══ TEXTE SOURCE ══
En clair, ces clients ont un actif plus que suffisant pour garantir leur indépendance financière et laisseront ainsi un héritage appréciable, et ce, même si leur rendement réel était moins élevé que prévu et leur coût de vie plus élevé que prévu. Même s’ils n’ont pas de « besoins d’assurance » devant être couverts par cet instrument de gestion de risque, ce même instrument peut être encore utile dans un esprit d’amélioration de la situation financière à long terme. On est alors à la recherche d’une probabilité de hausser le rendement.

Bien entendu, on doit allouer seulement une partie des surplus prévisibles à ces produits d’assurance pour éviter une immobilisation trop importante des fonds du client. À long terme, la composante « actif d’assurance » ne doit pas être disproportionnée par rapport aux autres actifs afin d’éviter une trop grande concentration dans ce secteur. Si un client souscrit des produits d’assurance, cela ne doit pas l’empêcher de maximiser ses comptes REER ou CELI.

METTRE EN PLACE UN BON SUCCESSORAL

Dans un premier temps, un client riche pourrait souscrire un contrat d’assurance vie afin de remplacer une partie des titres à revenu fixe. Certains donneront à cette stratégie le nom de « bon successoral » ou de « transfert intergénérationnel ».

L’assurance vie devient alors, en quelque sorte, un titre dont le taux de rendement interne est fixé à l’avance, mais qui variera selon l’âge au décès. Un décès hâtif produira un rendement pouvant excéder 1 000 %, alors qu’un décès vers l’espérance de vie générerait de 2 à 4 % net d’impôt, ce qui est élevé dans le contexte économique actuel des titres à revenu fixe. Parfois un décès tardif peut produire un rendement négatif.

Quand on calcule le taux de rentabilité d’un capital-décès par rapport aux primes payées, il est préférable d’utiliser l’espérance de vie à l’âge atteint d’une personne en bonne santé et l’espérance de vie à la naissance d’une population moyenne, laquelle comprend une part de fumeurs.

Les clients fortunés doivent aussi faire en sorte que leur police ne tombe pas en déchéance et soit ainsi annulée. En effet, une des raisons des rendements potentiels vient du fait que certains abandonnent leur police d’assurance. Les gens qui cessent le versement de leur prime abandonnent en quelque sorte des sommes qui profitent aux assurés payant rigoureusement la leur.

Comme le taux de rendement de ceux qui abandonnent leur police est négatif, il faut donc s’assurer que ses clients sont du groupe des persévérants. Si on a planifié, les clients devraient pouvoir assumer le paiement de la prime sans pression sur le budget.
═══
══ DONNÉES RECUEILLIES ══
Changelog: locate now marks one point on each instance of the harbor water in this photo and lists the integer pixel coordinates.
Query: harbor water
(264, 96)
═══
__LISTE DES TÂCHES__:
**a.** Répétez mot pour mot le passage du texte sur l'assurance vie qui commence par les mots contenant « Dans un premier » et se termine par « un rendement négatif. ».
**b.** Reprenez le texte sur l'assurance vie des clients fortunés là où il s'arrête et poursuivez-le.

__RÉSULTATS DES TÂCHES__:
**a.**
Dans un premier temps, un client riche pourrait souscrire un contrat d’assurance vie afin de remplacer une partie des titres à revenu fixe. Certains donneront à cette stratégie le nom de « bon successoral » ou de « transfert intergénérationnel ».

L’assurance vie devient alors, en quelque sorte, un titre dont le taux de rendement interne est fixé à l’avance, mais qui variera selon l’âge au décès. Un décès hâtif produira un rendement pouvant excéder 1 000 %, alors qu’un décès vers l’espérance de vie générerait de 2 à 4 % net d’impôt, ce qui est élevé dans le contexte économique actuel des titres à revenu fixe. Parfois un décès tardif peut produire un rendement négatif.

**b.**
Dans les illustrations à long terme, il faut s’assurer d’avoir une approche prudente quant au montant du capital-décès. Si une police vie universelle est utilisée, il est recommandé d’opter pour des placements à revenus garantis. Dans le cas d’un contrat avec participation, comme la vie entière avec participation, il faut valider les résultats avec le barème de participations de base, moins 100 points de base et même moins 200 points de base pour avoir l’heure plus juste.

SOUSCRIRE UNE RENTE ASSURÉE

Une deuxième stratégie qui peut convenir aux clients riches est simplement de greffer une rente viagère à la stratégie précédente. Ainsi, en combinant deux produits, l’assurance vie et la rente, dont le taux de rendement varie totalement en sens inverse, on obtient un rendement fixe pour la vie. Le capital nous revient alors au décès.

Cette stratégie est appelée « rente assurée » (back-to-back). Le montant de la rente viagère moins l’impôt sur la partie taxable de la rente et moins la prime d’assurance vie devient le rendement net viager. Ce rendement est sensiblement supérieur à celui produit par un certificat de placement garanti (CPG). La stratégie peut être illustrée comme un CPG à rendement élevé, mais rachetable seulement au décès, donc un CPG à longue immobilisation.

Cette stratégie s’adresse à des gens de 60 ans et plus. Dans un contexte de hausse des taux d’intérêt, il est possible que le rendement net généré à l’émission devienne de moins en moins intéressant. Nous recommandons fortement d’aller progressivement avec la stratégie de rente assurée, soit en l’appliquant par étape.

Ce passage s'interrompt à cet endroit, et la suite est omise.